━━━━━ DANE DO ZADANIA ━━━━━
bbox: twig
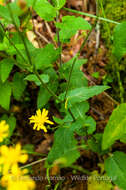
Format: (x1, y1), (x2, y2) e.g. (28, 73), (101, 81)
(84, 73), (119, 105)
(64, 23), (96, 101)
(45, 21), (57, 47)
(63, 7), (120, 24)
(56, 11), (62, 66)
(32, 19), (50, 44)
(20, 158), (47, 169)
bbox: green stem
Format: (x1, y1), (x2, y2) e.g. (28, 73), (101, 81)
(63, 7), (120, 24)
(20, 158), (46, 169)
(115, 61), (124, 103)
(33, 69), (61, 101)
(46, 168), (51, 185)
(7, 3), (33, 65)
(70, 165), (90, 175)
(56, 11), (62, 66)
(64, 21), (97, 102)
(0, 22), (27, 65)
(7, 1), (61, 101)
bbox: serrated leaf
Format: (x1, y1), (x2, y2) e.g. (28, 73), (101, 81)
(12, 72), (26, 100)
(56, 16), (91, 43)
(0, 58), (14, 82)
(47, 127), (80, 166)
(24, 74), (49, 86)
(71, 102), (89, 119)
(52, 0), (66, 9)
(7, 116), (16, 138)
(85, 116), (96, 134)
(27, 0), (57, 21)
(0, 81), (11, 110)
(60, 57), (88, 90)
(113, 22), (126, 60)
(105, 151), (126, 189)
(0, 3), (20, 27)
(34, 44), (59, 70)
(102, 103), (126, 150)
(37, 68), (58, 109)
(59, 86), (109, 107)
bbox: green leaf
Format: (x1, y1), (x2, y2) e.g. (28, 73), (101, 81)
━━━━━
▶ _POLECENIE_
Przepisz dosłownie całość powyższych danych, pomijając w odpowiedzi obrazy.

▶ _ROZWIĄZANIE_
bbox: twig
Format: (x1, y1), (x2, y2) e.g. (28, 73), (101, 81)
(84, 73), (119, 105)
(64, 23), (96, 101)
(45, 21), (57, 47)
(63, 7), (120, 24)
(56, 11), (62, 66)
(32, 19), (50, 44)
(20, 158), (47, 169)
bbox: green stem
Format: (x1, y1), (x2, y2) e.g. (28, 73), (101, 81)
(63, 7), (120, 24)
(20, 158), (46, 169)
(115, 61), (124, 103)
(33, 69), (61, 101)
(46, 168), (51, 185)
(7, 3), (33, 65)
(70, 165), (90, 175)
(56, 11), (62, 66)
(64, 21), (97, 102)
(0, 22), (27, 65)
(7, 1), (61, 101)
bbox: serrated leaf
Format: (x1, y1), (x2, y2) e.g. (28, 73), (101, 81)
(12, 72), (26, 100)
(56, 16), (91, 43)
(0, 58), (14, 82)
(47, 127), (80, 166)
(24, 74), (49, 86)
(71, 102), (89, 119)
(52, 0), (66, 9)
(7, 116), (16, 138)
(85, 116), (96, 134)
(27, 0), (57, 21)
(0, 81), (11, 110)
(60, 57), (88, 90)
(113, 22), (126, 60)
(105, 151), (126, 189)
(0, 3), (20, 27)
(34, 44), (59, 70)
(102, 103), (126, 150)
(37, 68), (58, 109)
(59, 86), (109, 107)
bbox: green leaf
Format: (x1, y1), (x2, y2) e.g. (28, 73), (101, 81)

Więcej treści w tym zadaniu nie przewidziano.